→ **Objectif énoncé 1**:
Indiquez si chacune des affirmations suivantes concorde avec la critique de Fast and Furious 5, en répondant par oui ou par non et en citant textuellement les mots décisifs de la critique : (a) le film dure deux heures et dix minutes ; (b) Eva Mendes apparaît au début du film ; (c) Luke Hobbs cesse de traquer Dominique après que celui-ci lui a sauvé la vie.

→ **Page**:

- - - -

Fast and Furious 5

Film : Fast and Furious 5 (2011)

Réalisateur : Justin Li

Acteurs : Vin Diesel (Dom Toretto), Paul Walker (Brian O'Conner), Dwayne Johnson (Luke Hobbs), Jordana Brewster (Mia Toretto), Tyrese Gibson (Roman Pearce), Gal Gadot (Gisele Harabo), Elsa Pataky (Elena...

Durée : 02:10:00


Un film de bourrins pour bourrins, qui occulte entre les impressionnantes cascades la malice de ceux qui passent pour des héros.
Des gros bras et des grosses voitures, des filles, des filles dans des grosses voitures avec des armes... Bref le fantasme masculin cajolé, passé et repassé, dans la lignée des précédents. On notera d'ailleurs à la fin du générique le clin d'oeil au 2 fast 2 furious par l'apparition d'Eva Mendes, héroïne du deuxième opus. Justin Li, déjà réalisateur de Fast & Furious : Tokyo Drift (2006), Fast and Furious 4 (2009) et réalisateur du prochain Fast and Furious 6 remet le couvert avec Vin Diesel, routier de la série.

Les cascades, totalement irréalistes, sont très musclées,
et la quantité de tôle froissée est absolument astronomique. Quelques images de synthèse parfois particulièrement ratées viennent rendre possible ce qui, dans la réalité, tuerait l'homme le plus musclé en un instant. Les dialogues ont été manifestement conçus par le Yéti en partenariat avec un homme de Néanderthal, à destination de l'adolescent en mal de toute-puissance virile.


Sur le fond quelques sentiments nobles viennent agrémenter ce dernier opus. Mia, la sœur de Dominique est enceinte d'un bébé devant lequel tous les gros bras s'attendrissent, et un sentiment vaguement familial s'empare du groupe, bien moindre que ce qui est revendiqué par Justin Lin dans le dossier de presse : « La famille en est le
thème principal. Dans le quatrième volet, nous avons exploré la notion de sacrifice au sein d'une famille. Dans ce cinquième film, il est question de famille et de liberté. » Mais Dominique laisse quand même gagner son beau-frère dans une course parce qu'il est papa, ce qui semble être le sacrifice suprême pour un « appuyeur » de champignon !

Le personnage de Dwayne Johnson (Luke Hobbs) est également intéressant. Agent fédéral, il a une éthique personnelle très louable qui le conduit à continuer à traquer Dominique même si celui-ci lui a sauvé la vie. Ce sens du devoir en granit, qu'il est nécessairement plus raisonnable de suivre plutôt que les sentiments dont la fugacité est traîtresse, méritait donc d'être remarqué, d'autant plus qu'il s'agit d'une bande de voleurs criminels qu'on fait passer pour sympathiques. Ils ne cachent pas leur
détestation des policiers (« c'est tout ce qu'on déteste ! »), qu'ils tuent en masse pendant leurs courses-poursuites effrénées, mettent très gravement en danger les passants en faisant des courses pour un oui ou un non, volent comme si la méchanceté de leurs victimes étaient une excuse, etc. Le film a beau mettre en garde (à la fin du générique donc quand tout le monde est bien sorti de la salle) en signalant que les scènes du film ont été réalisées par des professionnels sur circuit et qu'il ne faut pas les reproduire, on sait combien la prudence des jeunes adultes est volatile.

- - - -

→ **Objectif énoncé 2**:
Affichez chaque ligne des enregistrements qui contient la chaîne « target », en tenant compte de la casse.

Enregistrements issus d'une collection

- - - -

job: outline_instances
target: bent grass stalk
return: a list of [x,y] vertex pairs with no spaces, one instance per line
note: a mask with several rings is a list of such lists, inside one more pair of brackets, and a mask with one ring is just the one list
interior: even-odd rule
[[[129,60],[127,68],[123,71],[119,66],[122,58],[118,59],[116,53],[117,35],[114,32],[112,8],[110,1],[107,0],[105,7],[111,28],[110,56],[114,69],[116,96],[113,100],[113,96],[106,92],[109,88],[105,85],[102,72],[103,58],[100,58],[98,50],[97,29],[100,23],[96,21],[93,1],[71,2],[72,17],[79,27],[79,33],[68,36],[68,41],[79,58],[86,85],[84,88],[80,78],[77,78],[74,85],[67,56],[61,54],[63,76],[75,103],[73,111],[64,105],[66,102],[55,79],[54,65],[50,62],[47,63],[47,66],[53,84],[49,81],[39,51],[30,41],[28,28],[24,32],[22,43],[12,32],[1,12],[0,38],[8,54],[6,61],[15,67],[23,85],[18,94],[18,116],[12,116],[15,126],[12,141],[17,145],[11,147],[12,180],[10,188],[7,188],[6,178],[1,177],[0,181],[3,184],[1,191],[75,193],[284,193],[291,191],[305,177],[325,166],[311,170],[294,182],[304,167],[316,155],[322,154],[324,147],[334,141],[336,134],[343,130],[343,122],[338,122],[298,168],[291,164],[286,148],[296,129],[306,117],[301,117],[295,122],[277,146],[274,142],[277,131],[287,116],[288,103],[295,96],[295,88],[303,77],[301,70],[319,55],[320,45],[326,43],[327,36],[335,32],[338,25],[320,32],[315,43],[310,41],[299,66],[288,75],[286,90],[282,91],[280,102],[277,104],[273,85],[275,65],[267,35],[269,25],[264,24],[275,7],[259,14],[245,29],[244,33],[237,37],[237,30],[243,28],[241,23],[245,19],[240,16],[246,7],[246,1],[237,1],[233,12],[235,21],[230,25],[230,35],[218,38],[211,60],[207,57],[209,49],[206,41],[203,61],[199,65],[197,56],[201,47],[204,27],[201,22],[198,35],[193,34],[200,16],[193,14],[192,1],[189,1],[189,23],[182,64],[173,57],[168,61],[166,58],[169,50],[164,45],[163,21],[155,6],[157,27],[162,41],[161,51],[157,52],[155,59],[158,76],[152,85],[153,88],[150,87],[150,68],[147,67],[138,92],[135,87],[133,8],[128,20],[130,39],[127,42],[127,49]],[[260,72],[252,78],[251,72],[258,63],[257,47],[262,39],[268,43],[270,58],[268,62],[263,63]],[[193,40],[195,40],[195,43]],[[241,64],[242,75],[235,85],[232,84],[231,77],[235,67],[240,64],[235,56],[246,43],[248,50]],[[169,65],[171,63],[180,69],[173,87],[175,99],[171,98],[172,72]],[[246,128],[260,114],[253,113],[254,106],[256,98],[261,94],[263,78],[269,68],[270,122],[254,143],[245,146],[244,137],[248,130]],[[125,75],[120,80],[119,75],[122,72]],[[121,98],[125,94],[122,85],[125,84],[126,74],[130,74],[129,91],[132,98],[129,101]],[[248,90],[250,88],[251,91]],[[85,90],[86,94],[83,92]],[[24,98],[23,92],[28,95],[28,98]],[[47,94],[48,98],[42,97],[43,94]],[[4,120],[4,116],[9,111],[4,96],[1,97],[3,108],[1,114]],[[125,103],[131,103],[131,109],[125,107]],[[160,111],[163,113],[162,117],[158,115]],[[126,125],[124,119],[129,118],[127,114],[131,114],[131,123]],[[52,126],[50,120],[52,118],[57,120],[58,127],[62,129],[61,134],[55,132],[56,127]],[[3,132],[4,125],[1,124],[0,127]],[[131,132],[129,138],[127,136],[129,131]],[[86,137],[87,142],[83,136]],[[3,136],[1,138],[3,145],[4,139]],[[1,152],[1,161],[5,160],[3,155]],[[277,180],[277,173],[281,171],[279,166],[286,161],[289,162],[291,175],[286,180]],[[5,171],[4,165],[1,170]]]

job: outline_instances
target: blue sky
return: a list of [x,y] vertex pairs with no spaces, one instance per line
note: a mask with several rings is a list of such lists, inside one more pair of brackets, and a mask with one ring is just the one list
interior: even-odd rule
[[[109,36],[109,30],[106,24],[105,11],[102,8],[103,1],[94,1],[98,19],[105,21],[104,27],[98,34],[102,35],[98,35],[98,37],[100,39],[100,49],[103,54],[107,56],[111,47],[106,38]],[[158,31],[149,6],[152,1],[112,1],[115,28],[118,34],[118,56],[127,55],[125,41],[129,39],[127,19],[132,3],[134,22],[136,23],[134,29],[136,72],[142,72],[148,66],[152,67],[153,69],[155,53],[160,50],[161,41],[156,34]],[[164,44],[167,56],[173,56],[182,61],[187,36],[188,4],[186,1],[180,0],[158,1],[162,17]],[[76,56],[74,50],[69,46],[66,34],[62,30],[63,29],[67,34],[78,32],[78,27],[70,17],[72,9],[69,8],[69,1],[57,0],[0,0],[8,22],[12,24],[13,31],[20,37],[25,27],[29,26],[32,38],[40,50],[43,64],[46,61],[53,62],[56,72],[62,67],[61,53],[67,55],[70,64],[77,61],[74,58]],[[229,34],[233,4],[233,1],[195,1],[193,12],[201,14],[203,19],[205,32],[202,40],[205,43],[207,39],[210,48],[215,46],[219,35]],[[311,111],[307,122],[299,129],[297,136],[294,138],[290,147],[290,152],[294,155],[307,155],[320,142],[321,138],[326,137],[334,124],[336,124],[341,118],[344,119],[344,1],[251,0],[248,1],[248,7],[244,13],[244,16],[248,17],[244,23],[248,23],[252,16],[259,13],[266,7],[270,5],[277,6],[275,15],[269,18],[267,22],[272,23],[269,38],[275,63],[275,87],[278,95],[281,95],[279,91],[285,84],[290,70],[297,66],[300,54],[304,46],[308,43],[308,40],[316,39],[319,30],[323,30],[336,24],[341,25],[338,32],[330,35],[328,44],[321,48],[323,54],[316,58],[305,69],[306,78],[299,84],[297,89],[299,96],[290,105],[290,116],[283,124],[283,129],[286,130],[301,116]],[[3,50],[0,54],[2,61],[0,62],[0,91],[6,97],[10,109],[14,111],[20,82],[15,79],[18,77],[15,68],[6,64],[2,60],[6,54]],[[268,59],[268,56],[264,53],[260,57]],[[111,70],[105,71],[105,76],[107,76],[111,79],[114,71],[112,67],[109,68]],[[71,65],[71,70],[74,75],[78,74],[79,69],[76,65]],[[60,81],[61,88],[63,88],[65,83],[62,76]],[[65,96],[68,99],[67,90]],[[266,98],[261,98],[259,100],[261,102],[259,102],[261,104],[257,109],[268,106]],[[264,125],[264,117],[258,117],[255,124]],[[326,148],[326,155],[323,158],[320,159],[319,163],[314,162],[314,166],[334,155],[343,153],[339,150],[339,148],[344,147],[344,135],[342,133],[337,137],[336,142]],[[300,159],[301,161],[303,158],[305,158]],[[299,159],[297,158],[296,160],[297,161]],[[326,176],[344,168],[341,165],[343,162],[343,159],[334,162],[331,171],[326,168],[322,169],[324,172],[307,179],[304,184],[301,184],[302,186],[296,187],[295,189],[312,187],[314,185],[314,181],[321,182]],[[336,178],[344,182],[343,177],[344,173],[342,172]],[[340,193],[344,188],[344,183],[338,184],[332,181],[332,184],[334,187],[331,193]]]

- - - -

→ **Résultat attendu 1**:
(a) Oui : « Durée : 02:10:00 ».
(b) Non : « On notera d'ailleurs à la fin du générique le clin d'oeil au 2 fast 2 furious par l'apparition d'Eva Mendes ».
(c) Non : « qui le conduit à continuer à traquer Dominique même si celui-ci lui a sauvé la vie ».

→ **Résultat attendu 2**:
target: bent grass stalk
target: blue sky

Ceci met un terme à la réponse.